** Opening Given information block **

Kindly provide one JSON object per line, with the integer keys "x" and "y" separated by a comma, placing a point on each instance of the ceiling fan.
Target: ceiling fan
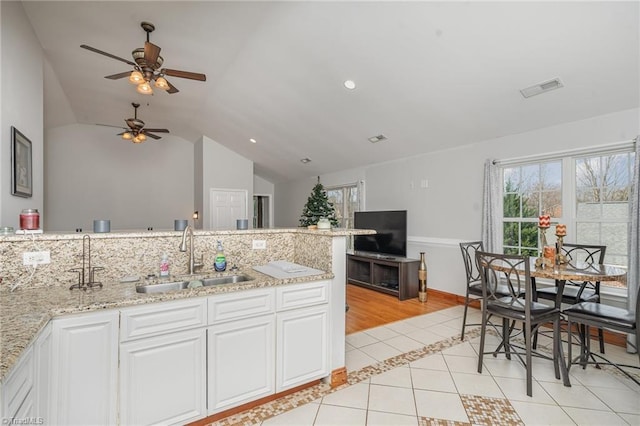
{"x": 136, "y": 132}
{"x": 147, "y": 67}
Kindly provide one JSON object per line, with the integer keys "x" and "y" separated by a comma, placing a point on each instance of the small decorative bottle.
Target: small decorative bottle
{"x": 220, "y": 262}
{"x": 164, "y": 265}
{"x": 422, "y": 279}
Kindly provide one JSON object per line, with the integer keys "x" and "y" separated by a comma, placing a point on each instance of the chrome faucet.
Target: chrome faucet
{"x": 193, "y": 265}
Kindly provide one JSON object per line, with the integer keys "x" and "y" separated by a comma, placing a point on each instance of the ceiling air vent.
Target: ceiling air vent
{"x": 374, "y": 139}
{"x": 542, "y": 87}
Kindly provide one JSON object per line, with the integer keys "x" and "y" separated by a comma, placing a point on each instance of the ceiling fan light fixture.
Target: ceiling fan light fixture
{"x": 145, "y": 88}
{"x": 161, "y": 83}
{"x": 136, "y": 77}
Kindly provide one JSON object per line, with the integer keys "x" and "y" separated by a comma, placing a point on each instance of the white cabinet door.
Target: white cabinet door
{"x": 84, "y": 379}
{"x": 241, "y": 362}
{"x": 302, "y": 346}
{"x": 163, "y": 379}
{"x": 17, "y": 389}
{"x": 42, "y": 355}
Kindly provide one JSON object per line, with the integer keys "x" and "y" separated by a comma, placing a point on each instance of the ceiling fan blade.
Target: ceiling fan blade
{"x": 110, "y": 125}
{"x": 151, "y": 53}
{"x": 172, "y": 88}
{"x": 93, "y": 49}
{"x": 151, "y": 135}
{"x": 184, "y": 74}
{"x": 119, "y": 75}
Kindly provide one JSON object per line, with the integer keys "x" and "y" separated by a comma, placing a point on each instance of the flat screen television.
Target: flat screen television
{"x": 391, "y": 236}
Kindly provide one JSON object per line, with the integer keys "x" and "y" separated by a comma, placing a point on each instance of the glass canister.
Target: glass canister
{"x": 30, "y": 219}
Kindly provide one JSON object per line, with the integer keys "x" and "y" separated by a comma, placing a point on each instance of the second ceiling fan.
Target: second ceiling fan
{"x": 147, "y": 67}
{"x": 136, "y": 132}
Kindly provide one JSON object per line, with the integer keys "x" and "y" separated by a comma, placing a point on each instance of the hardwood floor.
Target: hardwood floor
{"x": 369, "y": 308}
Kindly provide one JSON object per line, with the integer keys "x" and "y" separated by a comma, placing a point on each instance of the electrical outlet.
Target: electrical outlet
{"x": 36, "y": 257}
{"x": 259, "y": 244}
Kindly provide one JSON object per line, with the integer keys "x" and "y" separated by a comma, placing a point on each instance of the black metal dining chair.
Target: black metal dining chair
{"x": 474, "y": 282}
{"x": 593, "y": 314}
{"x": 519, "y": 305}
{"x": 577, "y": 291}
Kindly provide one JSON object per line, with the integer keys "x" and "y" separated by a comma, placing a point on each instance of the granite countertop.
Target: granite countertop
{"x": 24, "y": 312}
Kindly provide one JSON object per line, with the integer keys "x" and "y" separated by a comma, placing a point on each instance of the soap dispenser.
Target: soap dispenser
{"x": 220, "y": 262}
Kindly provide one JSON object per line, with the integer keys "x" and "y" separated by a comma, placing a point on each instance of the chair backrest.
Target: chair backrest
{"x": 590, "y": 255}
{"x": 502, "y": 273}
{"x": 469, "y": 250}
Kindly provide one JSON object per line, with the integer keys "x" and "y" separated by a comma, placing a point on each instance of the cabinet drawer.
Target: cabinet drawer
{"x": 240, "y": 304}
{"x": 158, "y": 318}
{"x": 301, "y": 295}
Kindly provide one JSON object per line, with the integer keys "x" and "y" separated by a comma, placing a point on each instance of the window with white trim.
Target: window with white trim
{"x": 588, "y": 192}
{"x": 345, "y": 201}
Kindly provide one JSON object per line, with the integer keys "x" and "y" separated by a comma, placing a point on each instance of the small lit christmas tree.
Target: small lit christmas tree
{"x": 317, "y": 207}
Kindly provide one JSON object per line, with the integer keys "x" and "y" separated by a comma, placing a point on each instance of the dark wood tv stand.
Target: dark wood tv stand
{"x": 387, "y": 274}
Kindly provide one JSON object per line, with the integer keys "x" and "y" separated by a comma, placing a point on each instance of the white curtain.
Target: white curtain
{"x": 492, "y": 207}
{"x": 634, "y": 243}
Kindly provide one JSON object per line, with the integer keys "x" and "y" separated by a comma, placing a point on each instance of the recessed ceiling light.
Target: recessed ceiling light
{"x": 378, "y": 138}
{"x": 539, "y": 88}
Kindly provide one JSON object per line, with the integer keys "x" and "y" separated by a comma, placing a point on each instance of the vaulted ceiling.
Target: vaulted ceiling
{"x": 429, "y": 75}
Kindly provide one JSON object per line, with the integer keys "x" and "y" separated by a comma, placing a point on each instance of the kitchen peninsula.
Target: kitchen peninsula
{"x": 88, "y": 356}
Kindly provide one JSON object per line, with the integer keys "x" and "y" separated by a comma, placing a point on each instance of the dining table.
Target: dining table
{"x": 560, "y": 273}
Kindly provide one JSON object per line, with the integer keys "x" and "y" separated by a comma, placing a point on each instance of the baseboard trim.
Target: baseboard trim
{"x": 249, "y": 405}
{"x": 338, "y": 377}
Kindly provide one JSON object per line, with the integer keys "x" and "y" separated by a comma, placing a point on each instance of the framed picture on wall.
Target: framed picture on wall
{"x": 21, "y": 165}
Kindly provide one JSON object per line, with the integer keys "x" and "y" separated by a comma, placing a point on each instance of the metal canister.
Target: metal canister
{"x": 29, "y": 219}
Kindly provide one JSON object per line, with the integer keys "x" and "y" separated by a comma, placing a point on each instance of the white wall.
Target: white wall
{"x": 21, "y": 87}
{"x": 221, "y": 169}
{"x": 94, "y": 174}
{"x": 262, "y": 186}
{"x": 449, "y": 209}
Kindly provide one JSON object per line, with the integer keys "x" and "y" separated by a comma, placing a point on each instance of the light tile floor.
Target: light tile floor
{"x": 418, "y": 372}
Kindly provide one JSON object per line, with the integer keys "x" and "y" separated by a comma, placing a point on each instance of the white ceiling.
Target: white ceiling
{"x": 430, "y": 75}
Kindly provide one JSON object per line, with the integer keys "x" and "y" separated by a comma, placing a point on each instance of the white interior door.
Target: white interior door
{"x": 226, "y": 206}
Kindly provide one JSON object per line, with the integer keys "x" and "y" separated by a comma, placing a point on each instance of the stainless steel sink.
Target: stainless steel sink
{"x": 181, "y": 285}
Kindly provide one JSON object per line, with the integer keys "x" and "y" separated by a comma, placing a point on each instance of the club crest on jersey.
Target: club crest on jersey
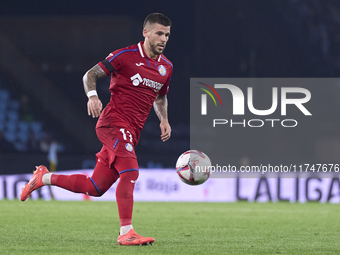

** Closing Given information block **

● **What is required**
The response should repeat each record precisely and contain no pictures.

● **Expected answer**
Kindly provide one JSON object per line, with the integer keys "x" and "y" separated by a comma, placing a point on each instance of the ceiling fan.
Target: ceiling fan
{"x": 136, "y": 132}
{"x": 147, "y": 67}
Kindly provide one JSON object per line, with the integer keys "x" and "y" separated by a comma, placing a point on each instance of the small decorative bottle.
Target: small decorative bottle
{"x": 220, "y": 262}
{"x": 164, "y": 265}
{"x": 422, "y": 279}
Kindly provide one JSON object per line, with the integer keys "x" and "y" separated by a comma, placing a point on each instance of the chrome faucet.
Target: chrome faucet
{"x": 193, "y": 265}
Kindly provide one JSON object per line, with the integer keys "x" and "y" separated by a comma, placing a point on each instance of the ceiling air vent.
Target: ceiling air vent
{"x": 374, "y": 139}
{"x": 542, "y": 87}
Kindly provide one JSON object per line, with the integer keys "x" and "y" separated by a comma, placing a point on each instance of the ceiling fan light fixture.
Target: ceiling fan light fixture
{"x": 145, "y": 88}
{"x": 161, "y": 83}
{"x": 136, "y": 77}
Kindly provide one JSON object per line, with the integer keys "x" and "y" separated by a comma, placing a point on each instance of the white cabinet door.
Target: white cabinet door
{"x": 84, "y": 379}
{"x": 241, "y": 362}
{"x": 302, "y": 346}
{"x": 163, "y": 379}
{"x": 17, "y": 389}
{"x": 42, "y": 355}
Kindly provide one JSON object per line, with the integer keys "x" and "y" separated by a comma, placing a point on each instance of the ceiling fan blade.
Target: ceiling fan blade
{"x": 110, "y": 125}
{"x": 151, "y": 53}
{"x": 172, "y": 88}
{"x": 93, "y": 49}
{"x": 151, "y": 135}
{"x": 184, "y": 74}
{"x": 119, "y": 75}
Kindly provide one JSON object per line, with the integer keys "x" and "y" separated by a comma, placing a point on each instance of the flat screen television.
Target: flat screen television
{"x": 391, "y": 236}
Kindly provide one JSON object per line, with the integer keys "x" and "y" separated by a comma, placing a point on each instance of the glass canister.
Target: glass canister
{"x": 30, "y": 219}
Kindly provide one JSON object per line, with the integer keys "x" and "y" separated by a comma, placing a point on each instance of the second ceiling fan.
Target: second ceiling fan
{"x": 147, "y": 67}
{"x": 136, "y": 132}
Kindly provide one JSON object per line, with the integer keys "x" and "y" separated by a comma, placing a point on each instance of the hardwood floor.
Target: hardwood floor
{"x": 369, "y": 308}
Kindly provide one JSON object per line, with the integer keys "x" and "y" separated by a comma, placing a point on each instance of the electrical outlet.
Target: electrical outlet
{"x": 36, "y": 257}
{"x": 259, "y": 244}
Kindly provide one JSON object per line, with the integer keys "x" and "y" separated by a comma, placing a point on each instance of the black metal dining chair.
Target: black metal dining chair
{"x": 474, "y": 282}
{"x": 593, "y": 314}
{"x": 519, "y": 305}
{"x": 577, "y": 291}
Kindly provide one JSON object per line, with the integer keys "x" and "y" separated by a comma, placing a point on each instance of the granite countertop.
Target: granite countertop
{"x": 24, "y": 312}
Kindly provide one JSON object per line, with the integer keys "x" and "y" separated by a comma, placing a point on each instance of the soap dispenser.
Target: soap dispenser
{"x": 220, "y": 262}
Kindly provide one JSON object per line, with the integer keys "x" and "y" separated by a comma, placing a point on each instance of the chair backrest.
Target: chair backrest
{"x": 590, "y": 255}
{"x": 502, "y": 273}
{"x": 469, "y": 250}
Kindly provide one JSON object per line, with the integer keys "x" and "y" separated by a comma, placing a point on each instance of the cabinet drawer.
Target: cabinet drawer
{"x": 240, "y": 304}
{"x": 158, "y": 318}
{"x": 301, "y": 295}
Kindly provide one JSON object per line, with the integer keys "x" and "y" separated by a comma, placing a point on each instance of the window with white trim.
Target: window with white trim
{"x": 588, "y": 192}
{"x": 345, "y": 201}
Kindly provide one JSON object per line, with the integer keys "x" and "y" separated by a comma, placing a point on each instance of the small lit christmas tree.
Target: small lit christmas tree
{"x": 317, "y": 207}
Kindly provide one JSON object per line, with the integer keys "x" and "y" separated by a comma, placing a point on each instance of the dark wood tv stand.
Target: dark wood tv stand
{"x": 387, "y": 274}
Kindly provide one JSON object per line, with the integer keys "x" and "y" separated by a comma, placing a point on each instance of the white curtain.
Target: white curtain
{"x": 492, "y": 207}
{"x": 634, "y": 243}
Kindly provide one JSON object per line, with the integer keys "x" and "y" separated by a comma, placing a point on each instance of the recessed ceiling light.
Target: recessed ceiling light
{"x": 378, "y": 138}
{"x": 539, "y": 88}
Kindly provide one JSON object per line, with the integer keys "x" and "y" separated by a comma, placing a point on each instance of the vaulted ceiling.
Target: vaulted ceiling
{"x": 429, "y": 75}
Kindly provide one JSON object per line, with the integer keys "x" and "y" separated by a comma, placing a point on each instance of the kitchen peninsula.
Target: kitchen peninsula
{"x": 88, "y": 356}
Kindly provide one JSON object per line, with the integer keys "x" and "y" separated by a comma, placing a point on each instance of the dining table.
Target: dining table
{"x": 560, "y": 273}
Kindly provide one JSON object per line, with the integer keys "x" and "y" separated by a comma, placing a point on each instance of the baseboard trim.
Target: baseboard trim
{"x": 249, "y": 405}
{"x": 338, "y": 377}
Kindly provide one JSON object per line, with the integer keys "x" and "y" separated by a comma, placing a point on each instance of the framed picture on wall.
Target: framed picture on wall
{"x": 21, "y": 165}
Kindly provide one JSON object per line, with the integer keys "x" and "y" separated by a comma, placing a point on each instance of the metal canister.
Target: metal canister
{"x": 29, "y": 219}
Kindly provide one JSON object per line, with the integer keys "x" and "y" separated by a comma, placing a point on each instance of the white wall.
Target: white wall
{"x": 21, "y": 87}
{"x": 221, "y": 169}
{"x": 94, "y": 174}
{"x": 262, "y": 186}
{"x": 449, "y": 209}
Kindly provide one JSON object per line, with the integer keys "x" and "y" separated by a comma, placing a point on each instance of the light tile floor.
Target: light tile floor
{"x": 418, "y": 372}
Kindly provide one JSON object per line, with the integer keys "x" and "y" separated by a comma, placing a point on each instance of the white ceiling.
Target: white ceiling
{"x": 430, "y": 75}
Kindly provide one JSON object per line, with the integer keys "x" and "y" separated by a comma, placing a point on each instance of the white interior door.
Target: white interior door
{"x": 226, "y": 206}
Kindly provide one JSON object per line, with the integer keys "x" and "y" separated by a comma, placing a point on each instance of the stainless steel sink.
Target: stainless steel sink
{"x": 181, "y": 285}
Kindly provide one JSON object per line, with the integer keys "x" and "y" separated by a comma, placing a point on each instance of the club crest on jersey.
Target: club crest on jersey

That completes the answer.